▶ TASK OBJECTIVE: Please return every line in the following data that includes the string "below".

-- Opening Marker --

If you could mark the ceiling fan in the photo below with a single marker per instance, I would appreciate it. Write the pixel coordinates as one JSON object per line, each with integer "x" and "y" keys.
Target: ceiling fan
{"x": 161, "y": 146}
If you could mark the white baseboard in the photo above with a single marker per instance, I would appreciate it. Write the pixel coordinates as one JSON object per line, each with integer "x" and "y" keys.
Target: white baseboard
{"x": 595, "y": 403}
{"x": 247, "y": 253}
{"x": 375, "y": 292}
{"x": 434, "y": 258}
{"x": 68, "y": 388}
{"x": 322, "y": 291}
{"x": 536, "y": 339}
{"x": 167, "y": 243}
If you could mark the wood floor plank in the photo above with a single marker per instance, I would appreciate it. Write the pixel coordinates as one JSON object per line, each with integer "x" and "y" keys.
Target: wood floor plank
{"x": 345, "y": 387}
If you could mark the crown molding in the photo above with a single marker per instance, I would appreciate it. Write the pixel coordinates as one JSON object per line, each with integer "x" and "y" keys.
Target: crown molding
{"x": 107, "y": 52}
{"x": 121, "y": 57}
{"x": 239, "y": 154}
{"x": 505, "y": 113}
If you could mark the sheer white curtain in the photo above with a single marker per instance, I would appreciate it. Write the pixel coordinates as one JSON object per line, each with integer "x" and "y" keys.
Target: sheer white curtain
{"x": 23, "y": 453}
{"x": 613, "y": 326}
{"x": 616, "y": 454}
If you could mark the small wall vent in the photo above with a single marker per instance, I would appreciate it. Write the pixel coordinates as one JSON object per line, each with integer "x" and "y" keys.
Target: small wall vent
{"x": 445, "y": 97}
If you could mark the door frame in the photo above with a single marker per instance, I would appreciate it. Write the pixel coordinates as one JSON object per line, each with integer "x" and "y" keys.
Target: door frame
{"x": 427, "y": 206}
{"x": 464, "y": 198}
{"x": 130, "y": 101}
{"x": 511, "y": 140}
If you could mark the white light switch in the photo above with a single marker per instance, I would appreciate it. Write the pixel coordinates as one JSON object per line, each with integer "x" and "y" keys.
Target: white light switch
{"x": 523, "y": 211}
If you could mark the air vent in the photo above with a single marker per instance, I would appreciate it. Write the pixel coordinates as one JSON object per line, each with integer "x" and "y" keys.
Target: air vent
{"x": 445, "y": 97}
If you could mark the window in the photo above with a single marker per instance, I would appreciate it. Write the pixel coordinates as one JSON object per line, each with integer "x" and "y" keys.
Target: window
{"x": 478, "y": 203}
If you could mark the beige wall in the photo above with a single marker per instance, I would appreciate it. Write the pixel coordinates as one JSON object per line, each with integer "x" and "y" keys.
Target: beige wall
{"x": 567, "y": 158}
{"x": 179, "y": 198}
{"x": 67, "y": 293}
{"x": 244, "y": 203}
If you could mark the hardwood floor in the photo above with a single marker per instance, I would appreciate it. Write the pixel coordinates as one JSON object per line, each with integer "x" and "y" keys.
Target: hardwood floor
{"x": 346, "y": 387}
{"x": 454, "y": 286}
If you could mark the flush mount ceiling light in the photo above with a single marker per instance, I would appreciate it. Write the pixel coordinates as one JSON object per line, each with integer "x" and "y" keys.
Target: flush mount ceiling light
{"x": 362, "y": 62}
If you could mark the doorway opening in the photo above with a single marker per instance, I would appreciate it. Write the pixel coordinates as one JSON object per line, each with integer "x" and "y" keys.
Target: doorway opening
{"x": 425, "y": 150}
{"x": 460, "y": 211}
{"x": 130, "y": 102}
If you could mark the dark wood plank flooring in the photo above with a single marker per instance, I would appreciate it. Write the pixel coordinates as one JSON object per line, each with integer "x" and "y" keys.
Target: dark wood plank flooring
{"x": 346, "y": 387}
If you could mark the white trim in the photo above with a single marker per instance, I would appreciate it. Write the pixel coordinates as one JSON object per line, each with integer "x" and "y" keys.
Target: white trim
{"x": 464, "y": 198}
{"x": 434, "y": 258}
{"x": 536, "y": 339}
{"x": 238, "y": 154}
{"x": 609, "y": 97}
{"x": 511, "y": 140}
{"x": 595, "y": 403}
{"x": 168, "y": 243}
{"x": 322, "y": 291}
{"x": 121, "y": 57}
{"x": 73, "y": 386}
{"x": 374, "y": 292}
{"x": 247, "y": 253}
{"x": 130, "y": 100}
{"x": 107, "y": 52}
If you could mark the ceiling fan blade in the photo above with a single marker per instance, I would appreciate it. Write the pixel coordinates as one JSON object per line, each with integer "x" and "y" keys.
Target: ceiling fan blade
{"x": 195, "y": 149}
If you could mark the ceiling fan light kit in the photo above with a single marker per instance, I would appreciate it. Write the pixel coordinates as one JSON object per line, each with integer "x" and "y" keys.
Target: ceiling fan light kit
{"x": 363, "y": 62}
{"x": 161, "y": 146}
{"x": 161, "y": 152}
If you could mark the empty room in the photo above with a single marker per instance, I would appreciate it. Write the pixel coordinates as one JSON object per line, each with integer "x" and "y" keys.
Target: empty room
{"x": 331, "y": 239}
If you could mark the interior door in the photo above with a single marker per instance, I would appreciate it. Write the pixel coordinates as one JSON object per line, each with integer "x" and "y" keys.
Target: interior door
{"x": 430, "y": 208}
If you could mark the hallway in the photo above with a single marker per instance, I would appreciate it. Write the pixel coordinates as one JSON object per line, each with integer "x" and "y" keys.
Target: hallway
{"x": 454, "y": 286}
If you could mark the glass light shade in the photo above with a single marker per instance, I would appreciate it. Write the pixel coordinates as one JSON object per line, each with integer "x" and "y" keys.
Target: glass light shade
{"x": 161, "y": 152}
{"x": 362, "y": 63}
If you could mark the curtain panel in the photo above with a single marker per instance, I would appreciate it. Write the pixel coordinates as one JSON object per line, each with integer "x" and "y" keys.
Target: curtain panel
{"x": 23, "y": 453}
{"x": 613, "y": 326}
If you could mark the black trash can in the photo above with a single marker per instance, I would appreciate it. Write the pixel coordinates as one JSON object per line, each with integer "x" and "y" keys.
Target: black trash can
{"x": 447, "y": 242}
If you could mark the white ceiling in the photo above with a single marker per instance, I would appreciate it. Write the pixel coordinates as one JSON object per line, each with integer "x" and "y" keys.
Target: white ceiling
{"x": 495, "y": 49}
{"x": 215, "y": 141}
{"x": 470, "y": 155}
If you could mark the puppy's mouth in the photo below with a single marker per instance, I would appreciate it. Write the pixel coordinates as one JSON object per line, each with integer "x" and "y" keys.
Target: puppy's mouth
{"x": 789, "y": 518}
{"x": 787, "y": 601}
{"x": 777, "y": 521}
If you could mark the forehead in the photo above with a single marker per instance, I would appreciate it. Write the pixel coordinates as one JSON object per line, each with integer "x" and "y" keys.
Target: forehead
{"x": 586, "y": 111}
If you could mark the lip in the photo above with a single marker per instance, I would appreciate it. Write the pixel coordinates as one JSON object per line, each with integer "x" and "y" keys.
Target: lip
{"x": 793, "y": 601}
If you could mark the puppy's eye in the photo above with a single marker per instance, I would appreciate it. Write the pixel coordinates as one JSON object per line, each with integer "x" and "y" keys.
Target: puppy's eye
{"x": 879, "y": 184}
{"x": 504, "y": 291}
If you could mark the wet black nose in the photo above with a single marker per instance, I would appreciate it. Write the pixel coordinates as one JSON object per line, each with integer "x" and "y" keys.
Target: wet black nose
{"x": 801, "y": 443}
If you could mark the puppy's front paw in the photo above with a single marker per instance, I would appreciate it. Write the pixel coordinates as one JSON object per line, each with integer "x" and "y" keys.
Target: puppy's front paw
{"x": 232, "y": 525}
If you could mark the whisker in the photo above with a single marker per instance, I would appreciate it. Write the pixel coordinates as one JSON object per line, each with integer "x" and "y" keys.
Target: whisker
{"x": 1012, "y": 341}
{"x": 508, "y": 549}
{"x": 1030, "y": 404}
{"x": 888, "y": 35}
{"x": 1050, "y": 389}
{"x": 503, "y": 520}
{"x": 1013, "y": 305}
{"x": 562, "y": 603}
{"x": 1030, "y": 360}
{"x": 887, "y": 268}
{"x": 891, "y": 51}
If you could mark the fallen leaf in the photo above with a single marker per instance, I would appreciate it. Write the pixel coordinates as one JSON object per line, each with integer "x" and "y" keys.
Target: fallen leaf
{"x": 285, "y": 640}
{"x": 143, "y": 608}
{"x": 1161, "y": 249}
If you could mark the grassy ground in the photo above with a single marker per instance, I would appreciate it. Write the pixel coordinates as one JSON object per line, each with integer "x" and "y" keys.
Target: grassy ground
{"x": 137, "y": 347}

-- Closing Marker --

▶ PROBLEM SOLUTION:
If you could mark the ceiling fan in the photo below with a single marker per instance, I would appreciate it. Write the pixel coordinates as one JSON object per line, each with integer "x" and "y" keys.
If you could mark the puppy's mouth in the photo below with a single marker per instance, I would appreciate it. Write the pixel coordinates as one JSON object per line, each with integer "x" and "y" keys.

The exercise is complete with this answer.